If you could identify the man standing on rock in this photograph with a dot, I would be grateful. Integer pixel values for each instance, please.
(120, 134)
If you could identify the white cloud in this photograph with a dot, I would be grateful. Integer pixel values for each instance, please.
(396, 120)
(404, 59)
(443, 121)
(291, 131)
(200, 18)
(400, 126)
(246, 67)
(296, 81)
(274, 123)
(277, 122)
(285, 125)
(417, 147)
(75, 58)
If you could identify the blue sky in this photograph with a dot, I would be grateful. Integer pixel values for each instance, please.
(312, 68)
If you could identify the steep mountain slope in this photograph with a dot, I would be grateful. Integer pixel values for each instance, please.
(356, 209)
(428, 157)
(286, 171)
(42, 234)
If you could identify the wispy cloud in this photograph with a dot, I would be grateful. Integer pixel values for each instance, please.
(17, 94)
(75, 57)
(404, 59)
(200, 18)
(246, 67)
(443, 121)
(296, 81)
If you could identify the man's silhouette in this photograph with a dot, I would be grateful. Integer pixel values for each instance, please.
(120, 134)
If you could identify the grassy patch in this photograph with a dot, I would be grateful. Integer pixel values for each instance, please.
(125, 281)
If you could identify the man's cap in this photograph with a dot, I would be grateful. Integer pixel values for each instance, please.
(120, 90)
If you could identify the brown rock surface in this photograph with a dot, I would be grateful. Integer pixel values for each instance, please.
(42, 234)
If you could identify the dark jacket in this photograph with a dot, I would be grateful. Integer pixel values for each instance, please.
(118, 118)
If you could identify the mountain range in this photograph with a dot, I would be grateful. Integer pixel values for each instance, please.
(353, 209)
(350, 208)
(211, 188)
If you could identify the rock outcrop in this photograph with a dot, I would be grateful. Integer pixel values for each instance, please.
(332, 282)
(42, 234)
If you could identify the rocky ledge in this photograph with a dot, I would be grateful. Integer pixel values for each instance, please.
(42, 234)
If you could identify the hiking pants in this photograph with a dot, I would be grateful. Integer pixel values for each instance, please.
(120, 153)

———

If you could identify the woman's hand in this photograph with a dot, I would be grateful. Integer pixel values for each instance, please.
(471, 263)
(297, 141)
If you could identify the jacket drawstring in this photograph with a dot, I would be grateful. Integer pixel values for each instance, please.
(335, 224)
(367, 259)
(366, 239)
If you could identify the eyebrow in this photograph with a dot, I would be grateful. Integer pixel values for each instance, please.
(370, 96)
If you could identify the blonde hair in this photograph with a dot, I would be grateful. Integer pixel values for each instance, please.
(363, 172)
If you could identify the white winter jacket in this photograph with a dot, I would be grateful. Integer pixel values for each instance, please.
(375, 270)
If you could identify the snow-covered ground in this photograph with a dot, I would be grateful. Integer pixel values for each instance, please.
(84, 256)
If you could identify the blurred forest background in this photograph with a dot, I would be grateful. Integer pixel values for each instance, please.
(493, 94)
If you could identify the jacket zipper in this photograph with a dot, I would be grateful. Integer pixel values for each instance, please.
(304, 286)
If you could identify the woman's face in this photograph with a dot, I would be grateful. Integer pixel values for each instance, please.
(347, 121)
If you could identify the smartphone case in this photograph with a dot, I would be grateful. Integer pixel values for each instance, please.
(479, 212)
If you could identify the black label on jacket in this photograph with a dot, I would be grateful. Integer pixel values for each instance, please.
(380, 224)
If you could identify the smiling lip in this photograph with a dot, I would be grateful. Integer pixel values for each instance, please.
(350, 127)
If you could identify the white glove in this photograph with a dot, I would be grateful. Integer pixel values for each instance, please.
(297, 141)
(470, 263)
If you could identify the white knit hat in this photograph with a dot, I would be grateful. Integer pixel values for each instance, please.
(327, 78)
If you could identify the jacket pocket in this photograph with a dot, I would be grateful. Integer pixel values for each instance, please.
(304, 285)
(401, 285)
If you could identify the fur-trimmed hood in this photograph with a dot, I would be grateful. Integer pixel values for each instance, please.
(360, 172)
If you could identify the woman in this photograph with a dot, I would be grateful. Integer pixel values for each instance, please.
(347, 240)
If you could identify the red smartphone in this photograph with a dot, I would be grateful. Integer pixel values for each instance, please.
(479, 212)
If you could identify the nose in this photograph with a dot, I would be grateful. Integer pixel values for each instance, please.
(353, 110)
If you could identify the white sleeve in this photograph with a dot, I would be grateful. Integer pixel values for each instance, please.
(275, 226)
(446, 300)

———

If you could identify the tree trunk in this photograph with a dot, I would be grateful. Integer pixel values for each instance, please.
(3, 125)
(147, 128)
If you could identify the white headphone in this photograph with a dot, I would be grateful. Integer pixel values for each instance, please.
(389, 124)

———

* [Your objective]
Pull out every line in the records above that contains the word "woman", and copy each one unchanged.

* [Result]
If you could identify the woman's hand in this photograph with a dot, I would be grateful. Integer pixel values for each instance, please.
If you could identify the woman's face in this photograph with a dot, I would be grateful. Integer pixel values for each instance, please.
If you could identify the woman in this photograph with a dot, I would be grateful. Integer pixel values for each instance, please.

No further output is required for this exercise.